=== 提供文本 ===

__________________________________________________

Python3實現HTTP請求

文章目錄

1 urllib實現

2 request實現

1 urllib實現

關於urllib、urllib2和urllib3的區別可以查看。python3中，urllib被打包成一個包，所擁有的模塊如下：

名稱	作用
urllib.request	打開和讀取url
urllib.error	處理request引起的異常
urllib.parse	解析url
urllib.robotparser	解析robots.txt文件

1.1 完整請求與響應模型的實現

urllib2提供一個基礎函數urlopen，通過向指定的URL發出請求來獲取數據，最簡單的形式如下：

# coding: utf-8
import warnings
warnings.filterwarnings('ignore')
from urllib import request

"""響應"""
res = request.urlopen('http://www.zhihu.com') #可以設置timeout，例如timeout=2
html = res.read()
print(html)

__________________________________________________

=== 作業說明 1 ===
統計下方條目中含有字串“rough”的行數，只回答數字，區分大小寫。

__________________________________________________

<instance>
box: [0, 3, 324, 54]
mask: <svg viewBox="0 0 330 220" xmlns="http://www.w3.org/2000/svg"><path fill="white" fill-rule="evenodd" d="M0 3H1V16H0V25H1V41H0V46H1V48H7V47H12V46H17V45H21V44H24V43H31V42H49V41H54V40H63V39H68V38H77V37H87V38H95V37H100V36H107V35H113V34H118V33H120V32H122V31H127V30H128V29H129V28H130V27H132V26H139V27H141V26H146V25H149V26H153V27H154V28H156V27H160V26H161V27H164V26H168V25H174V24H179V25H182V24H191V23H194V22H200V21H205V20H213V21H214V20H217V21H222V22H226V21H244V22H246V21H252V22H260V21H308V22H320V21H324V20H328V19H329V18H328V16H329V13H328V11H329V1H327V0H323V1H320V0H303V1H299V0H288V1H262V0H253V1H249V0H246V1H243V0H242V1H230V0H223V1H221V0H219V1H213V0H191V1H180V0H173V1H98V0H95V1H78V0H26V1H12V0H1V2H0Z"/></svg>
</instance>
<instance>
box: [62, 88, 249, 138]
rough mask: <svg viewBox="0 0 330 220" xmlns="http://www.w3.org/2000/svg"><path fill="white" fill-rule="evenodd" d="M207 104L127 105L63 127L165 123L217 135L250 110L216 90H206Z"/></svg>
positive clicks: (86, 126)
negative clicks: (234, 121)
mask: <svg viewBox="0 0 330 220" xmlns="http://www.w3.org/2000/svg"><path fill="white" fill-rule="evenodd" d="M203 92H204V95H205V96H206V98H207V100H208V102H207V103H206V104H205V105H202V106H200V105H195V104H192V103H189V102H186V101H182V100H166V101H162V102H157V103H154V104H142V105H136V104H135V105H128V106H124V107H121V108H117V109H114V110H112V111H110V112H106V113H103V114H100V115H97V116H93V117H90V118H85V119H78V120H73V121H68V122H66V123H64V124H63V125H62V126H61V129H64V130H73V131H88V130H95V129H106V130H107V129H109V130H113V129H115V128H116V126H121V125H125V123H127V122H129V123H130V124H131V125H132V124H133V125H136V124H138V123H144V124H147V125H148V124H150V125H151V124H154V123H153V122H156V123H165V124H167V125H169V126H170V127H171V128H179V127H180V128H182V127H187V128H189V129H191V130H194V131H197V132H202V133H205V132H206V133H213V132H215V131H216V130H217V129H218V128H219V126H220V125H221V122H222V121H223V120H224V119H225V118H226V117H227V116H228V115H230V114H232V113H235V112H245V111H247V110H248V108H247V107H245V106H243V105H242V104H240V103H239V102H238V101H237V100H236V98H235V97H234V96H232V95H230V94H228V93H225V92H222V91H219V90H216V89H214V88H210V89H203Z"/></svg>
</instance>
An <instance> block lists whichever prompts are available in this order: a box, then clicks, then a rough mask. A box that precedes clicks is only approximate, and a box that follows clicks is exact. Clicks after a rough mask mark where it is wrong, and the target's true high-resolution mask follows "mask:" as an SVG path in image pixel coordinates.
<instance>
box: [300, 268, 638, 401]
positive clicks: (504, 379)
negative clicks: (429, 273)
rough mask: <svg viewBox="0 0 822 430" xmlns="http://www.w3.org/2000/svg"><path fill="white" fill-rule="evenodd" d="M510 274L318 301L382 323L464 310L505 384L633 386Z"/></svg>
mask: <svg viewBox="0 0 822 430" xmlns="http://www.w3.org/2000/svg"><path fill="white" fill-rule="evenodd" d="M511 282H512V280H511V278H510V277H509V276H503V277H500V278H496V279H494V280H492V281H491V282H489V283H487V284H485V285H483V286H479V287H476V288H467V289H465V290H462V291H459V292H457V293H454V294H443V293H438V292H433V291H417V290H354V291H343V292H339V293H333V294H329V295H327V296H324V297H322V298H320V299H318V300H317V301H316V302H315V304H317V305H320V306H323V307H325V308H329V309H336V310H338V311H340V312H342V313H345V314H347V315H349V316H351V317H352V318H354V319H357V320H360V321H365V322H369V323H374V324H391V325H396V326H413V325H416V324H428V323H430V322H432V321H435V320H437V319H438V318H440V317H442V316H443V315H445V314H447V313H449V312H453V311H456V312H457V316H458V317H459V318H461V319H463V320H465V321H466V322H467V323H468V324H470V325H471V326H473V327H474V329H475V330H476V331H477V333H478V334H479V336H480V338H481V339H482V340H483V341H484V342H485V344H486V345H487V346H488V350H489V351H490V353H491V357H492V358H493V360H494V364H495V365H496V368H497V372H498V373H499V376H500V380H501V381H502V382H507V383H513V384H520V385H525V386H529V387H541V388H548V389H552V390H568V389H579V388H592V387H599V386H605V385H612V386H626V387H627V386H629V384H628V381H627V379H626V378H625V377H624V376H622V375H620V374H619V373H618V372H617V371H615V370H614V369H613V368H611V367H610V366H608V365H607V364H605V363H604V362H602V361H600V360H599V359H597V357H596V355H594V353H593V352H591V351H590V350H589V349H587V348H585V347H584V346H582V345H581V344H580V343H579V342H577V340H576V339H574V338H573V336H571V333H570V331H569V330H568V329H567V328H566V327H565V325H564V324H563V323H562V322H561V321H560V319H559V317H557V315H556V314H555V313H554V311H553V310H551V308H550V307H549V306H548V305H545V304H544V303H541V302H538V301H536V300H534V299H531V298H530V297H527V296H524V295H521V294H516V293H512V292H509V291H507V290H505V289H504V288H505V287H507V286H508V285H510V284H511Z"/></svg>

__________________________________________________

=== 作業說明 2 ===
列出提供文本中 urllib 包所擁有的全部模塊名稱。

=== 作答區 1 ===
3

=== 作答區 2 ===
urllib.request
urllib.error
urllib.parse
urllib.robotparser